* begin RECORDS TO USE *

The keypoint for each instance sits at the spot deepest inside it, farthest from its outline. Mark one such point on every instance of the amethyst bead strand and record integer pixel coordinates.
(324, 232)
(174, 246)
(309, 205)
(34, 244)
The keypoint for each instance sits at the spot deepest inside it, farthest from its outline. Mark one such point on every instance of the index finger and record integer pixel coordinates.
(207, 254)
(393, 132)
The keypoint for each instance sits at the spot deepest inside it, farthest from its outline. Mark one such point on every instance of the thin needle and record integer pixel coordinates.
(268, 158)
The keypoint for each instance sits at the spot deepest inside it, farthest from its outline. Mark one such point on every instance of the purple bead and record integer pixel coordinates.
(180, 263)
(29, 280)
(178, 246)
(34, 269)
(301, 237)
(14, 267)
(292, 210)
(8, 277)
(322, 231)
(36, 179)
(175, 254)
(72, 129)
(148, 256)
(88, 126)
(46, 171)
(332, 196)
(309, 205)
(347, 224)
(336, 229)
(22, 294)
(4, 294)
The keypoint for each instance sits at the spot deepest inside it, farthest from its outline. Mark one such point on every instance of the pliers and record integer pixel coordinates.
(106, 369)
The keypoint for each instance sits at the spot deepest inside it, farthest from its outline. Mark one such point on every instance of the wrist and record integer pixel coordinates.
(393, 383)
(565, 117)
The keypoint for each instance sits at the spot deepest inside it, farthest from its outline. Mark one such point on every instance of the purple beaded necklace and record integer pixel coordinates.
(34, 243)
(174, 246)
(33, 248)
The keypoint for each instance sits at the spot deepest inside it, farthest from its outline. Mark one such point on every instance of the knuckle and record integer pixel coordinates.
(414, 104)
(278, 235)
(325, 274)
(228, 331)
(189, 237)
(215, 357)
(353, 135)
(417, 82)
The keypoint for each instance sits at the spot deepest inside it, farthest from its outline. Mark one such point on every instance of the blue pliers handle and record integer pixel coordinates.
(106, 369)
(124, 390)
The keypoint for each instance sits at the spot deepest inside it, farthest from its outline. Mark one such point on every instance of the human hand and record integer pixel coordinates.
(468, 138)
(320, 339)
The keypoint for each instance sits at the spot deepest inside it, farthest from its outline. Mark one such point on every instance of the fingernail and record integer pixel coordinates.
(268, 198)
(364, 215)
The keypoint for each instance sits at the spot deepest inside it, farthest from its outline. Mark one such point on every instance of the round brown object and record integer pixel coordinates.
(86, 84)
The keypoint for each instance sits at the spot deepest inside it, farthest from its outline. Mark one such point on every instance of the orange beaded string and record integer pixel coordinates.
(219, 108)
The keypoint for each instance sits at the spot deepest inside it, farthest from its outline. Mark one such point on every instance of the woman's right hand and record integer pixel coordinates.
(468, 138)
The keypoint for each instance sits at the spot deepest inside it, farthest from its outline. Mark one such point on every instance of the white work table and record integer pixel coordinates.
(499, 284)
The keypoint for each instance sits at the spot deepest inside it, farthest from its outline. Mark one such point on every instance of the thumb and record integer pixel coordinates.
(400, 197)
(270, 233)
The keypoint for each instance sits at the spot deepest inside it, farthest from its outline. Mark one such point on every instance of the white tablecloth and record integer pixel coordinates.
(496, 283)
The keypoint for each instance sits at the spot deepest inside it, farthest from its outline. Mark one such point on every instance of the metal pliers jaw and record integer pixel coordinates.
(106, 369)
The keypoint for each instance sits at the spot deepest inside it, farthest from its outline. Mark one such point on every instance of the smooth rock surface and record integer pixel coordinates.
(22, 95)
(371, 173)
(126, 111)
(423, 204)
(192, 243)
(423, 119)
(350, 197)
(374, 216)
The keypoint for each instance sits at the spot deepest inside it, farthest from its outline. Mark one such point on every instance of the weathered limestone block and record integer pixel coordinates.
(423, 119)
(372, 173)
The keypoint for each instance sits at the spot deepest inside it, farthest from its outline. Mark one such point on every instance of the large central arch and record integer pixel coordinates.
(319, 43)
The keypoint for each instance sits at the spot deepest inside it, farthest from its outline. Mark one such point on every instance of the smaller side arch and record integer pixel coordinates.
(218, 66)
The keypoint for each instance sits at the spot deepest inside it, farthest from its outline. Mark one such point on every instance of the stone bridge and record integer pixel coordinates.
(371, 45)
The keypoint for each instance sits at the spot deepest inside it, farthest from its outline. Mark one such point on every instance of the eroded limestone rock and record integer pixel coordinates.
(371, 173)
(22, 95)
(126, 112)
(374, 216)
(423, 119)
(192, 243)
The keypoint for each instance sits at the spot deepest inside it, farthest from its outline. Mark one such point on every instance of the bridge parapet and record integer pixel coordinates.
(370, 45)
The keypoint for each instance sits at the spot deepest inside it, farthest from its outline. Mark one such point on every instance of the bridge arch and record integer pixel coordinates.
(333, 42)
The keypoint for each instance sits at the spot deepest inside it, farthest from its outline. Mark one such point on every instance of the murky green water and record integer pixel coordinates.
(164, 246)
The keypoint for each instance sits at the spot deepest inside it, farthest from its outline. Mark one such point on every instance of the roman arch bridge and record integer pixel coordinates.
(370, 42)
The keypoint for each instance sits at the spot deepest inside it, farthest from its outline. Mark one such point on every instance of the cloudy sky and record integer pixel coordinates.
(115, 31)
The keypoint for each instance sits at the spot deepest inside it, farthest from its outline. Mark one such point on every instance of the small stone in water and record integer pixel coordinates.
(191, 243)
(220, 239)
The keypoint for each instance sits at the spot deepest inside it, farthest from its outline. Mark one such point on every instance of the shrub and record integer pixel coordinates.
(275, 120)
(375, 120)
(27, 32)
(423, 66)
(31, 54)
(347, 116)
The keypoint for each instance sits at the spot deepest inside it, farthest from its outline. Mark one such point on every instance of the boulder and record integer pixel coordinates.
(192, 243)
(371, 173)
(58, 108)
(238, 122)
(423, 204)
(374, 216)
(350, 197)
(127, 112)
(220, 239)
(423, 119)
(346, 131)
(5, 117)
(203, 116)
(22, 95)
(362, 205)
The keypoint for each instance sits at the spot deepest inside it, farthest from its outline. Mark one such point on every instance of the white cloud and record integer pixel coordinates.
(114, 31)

* end RECORDS TO USE *

▶ _EXERCISE_:
Every line of the records above needs to be given again exactly.

▶ _RESULT FOR THIS TASK_:
The keypoint for each instance sits at the spot deepest inside it, farthest from its outline. Mark one such point on every instance of the amethyst bead strand and record integer pixel coordinates.
(324, 232)
(174, 246)
(309, 205)
(34, 244)
The keypoint for each instance sits at the spot deepest inside it, farthest from its outline. Mark one such point on every instance of the index finger and record integer pixel coordinates.
(207, 254)
(393, 132)
The keypoint for each instance sits at the spot deepest inside it, farthest from its outline. Mark one such point on every instance of the thin needle and record integer pixel coordinates.
(268, 158)
The keypoint for each instance sits at the spot deepest inside it, farthest from its outline. Mark one such point on every instance of the purple bead and record integer pixel coordinates.
(180, 263)
(29, 280)
(178, 246)
(34, 269)
(301, 237)
(14, 267)
(292, 210)
(8, 277)
(322, 231)
(36, 179)
(175, 254)
(72, 129)
(148, 256)
(88, 126)
(46, 171)
(332, 196)
(309, 205)
(347, 224)
(336, 229)
(22, 294)
(4, 294)
The keypoint for each instance sits at the spot deepest inside it, farthest from its outline. Mark one such point on every instance of the pliers and record integer pixel coordinates.
(106, 369)
The keypoint for each instance sits at the spot deepest inside it, farthest from its outline. Mark one such point on every instance of the wrist and record integer pixel coordinates.
(393, 383)
(565, 117)
The keypoint for each instance sits at the spot deepest inside it, farthest from its outline. Mark one such point on every instance of the purple beaded necklace and record integer pixel coordinates.
(34, 243)
(174, 246)
(33, 248)
The keypoint for each instance sits at the spot deepest inside it, farthest from its outline. Mark one such point on every instance of the knuckle and record integer pixel coordinates.
(414, 104)
(278, 235)
(325, 274)
(228, 331)
(189, 237)
(215, 357)
(353, 135)
(417, 82)
The keypoint for each instance sits at the spot deepest inside it, farthest from its outline. Mark one such point on every instance of the blue pliers handle and record integer pixel coordinates.
(106, 369)
(124, 390)
The keypoint for each instance sits at the spot deepest inside it, farthest from its outline. Mark one such point on every instance of the human hand and record integer pixel coordinates.
(468, 138)
(320, 339)
The keypoint for each instance sits at the spot deepest inside it, farthest from its outline. Mark one such point on every instance of the fingernail and record integer pixel coordinates.
(268, 198)
(364, 215)
The keypoint for each instance sits at the spot deepest inside it, farthest from its outline. Mark one such point on every instance of the round brown object and record integer pixel coordinates.
(86, 84)
The keypoint for each instance sits at the spot deepest inside it, farthest from its outline. Mark one such point on every instance of the orange beaded string and record integer pixel coordinates.
(219, 108)
The keypoint for each instance sits at the spot deepest inside it, farthest from its outline. Mark one such point on every instance of the woman's right hand and record integer pixel coordinates.
(468, 138)
The keypoint for each instance sits at the spot deepest inside it, farthest from its outline. Mark one such point on every instance of the white work table and record integer pixel coordinates.
(499, 284)
The keypoint for each instance sits at the spot deepest inside it, farthest from its outline. Mark one such point on every instance of the thumb and record integer pixel coordinates.
(400, 197)
(270, 233)
The keypoint for each instance sits at the spot deepest inside it, farthest from its outline. Mark one such point on every instance of the white tablecloth and record integer pixel coordinates.
(496, 283)
The keypoint for each instance sits at the spot deepest inside it, farthest from its outline. Mark one such point on every instance of the metal pliers jaw and record integer pixel coordinates.
(106, 369)
The keypoint for each instance sits at the spot deepest inside it, farthest from its outline. Mark one such point on every instance of the smooth rock surface and record integer pixel coordinates.
(22, 95)
(371, 173)
(126, 111)
(423, 204)
(192, 243)
(423, 119)
(350, 197)
(374, 216)
The keypoint for each instance sits at the spot deepest inside it, farthest from its outline. Mark one such point on every instance of the weathered limestone block and record integer pixel coordinates.
(423, 119)
(372, 173)
The keypoint for each instance sits at the spot deepest inside it, farthest from its outline. Mark one such point on every instance of the large central arch and record integer pixel coordinates.
(319, 43)
The keypoint for each instance sits at the spot deepest inside it, farthest from its outline. Mark one such point on every instance of the smaller side arch and record integer pixel coordinates.
(218, 66)
The keypoint for each instance sits at the spot deepest inside it, farthest from its outline. Mark one such point on every instance of the stone bridge and record integer pixel coordinates.
(371, 45)
The keypoint for each instance sits at the spot deepest inside it, farthest from its outline. Mark one such point on every instance of the eroded limestone rock and record integer pixel coordinates.
(371, 173)
(22, 95)
(126, 112)
(374, 216)
(423, 119)
(192, 243)
The keypoint for each instance sits at the spot deepest inside it, farthest from its outline. Mark one such point on every instance of the bridge parapet and record integer pixel coordinates.
(370, 45)
The keypoint for each instance sits at the spot deepest inside it, farthest from its outline. Mark one such point on every instance of the bridge arch and record integer pixel coordinates.
(333, 42)
The keypoint for each instance sits at the spot deepest inside it, farthest from its outline. Mark one such point on every instance of the murky green water and record integer pixel coordinates.
(164, 246)
The keypoint for each instance sits at the spot deepest inside it, farthest from its outline. Mark one such point on every instance of the roman arch bridge and record integer pixel coordinates.
(370, 42)
The keypoint for each instance sits at the spot deepest inside it, farthest from its outline. Mark one such point on every instance of the cloudy sky and record integer pixel coordinates.
(115, 31)
The keypoint for each instance sits at the spot deepest inside it, farthest from its outline. Mark one such point on every instance of the small stone in water and record integer pixel coordinates.
(191, 243)
(220, 239)
The keypoint for each instance sits at the spot deepest inside it, farthest from its outline. Mark one such point on every instance of the shrub and record integer pixel coordinates.
(275, 120)
(375, 120)
(27, 32)
(423, 66)
(31, 54)
(347, 116)
The keypoint for each instance sits at the spot deepest inside it, farthest from its outline. Mark one such point on every instance of the boulder and record integer pixel coordinates.
(192, 243)
(371, 173)
(58, 108)
(238, 122)
(423, 204)
(374, 216)
(350, 197)
(127, 112)
(220, 239)
(423, 119)
(346, 131)
(5, 117)
(203, 116)
(22, 95)
(362, 205)
The keypoint for each instance sits at the spot deepest inside it, farthest from its outline. Mark one such point on every instance of the white cloud and record integer pixel coordinates.
(114, 31)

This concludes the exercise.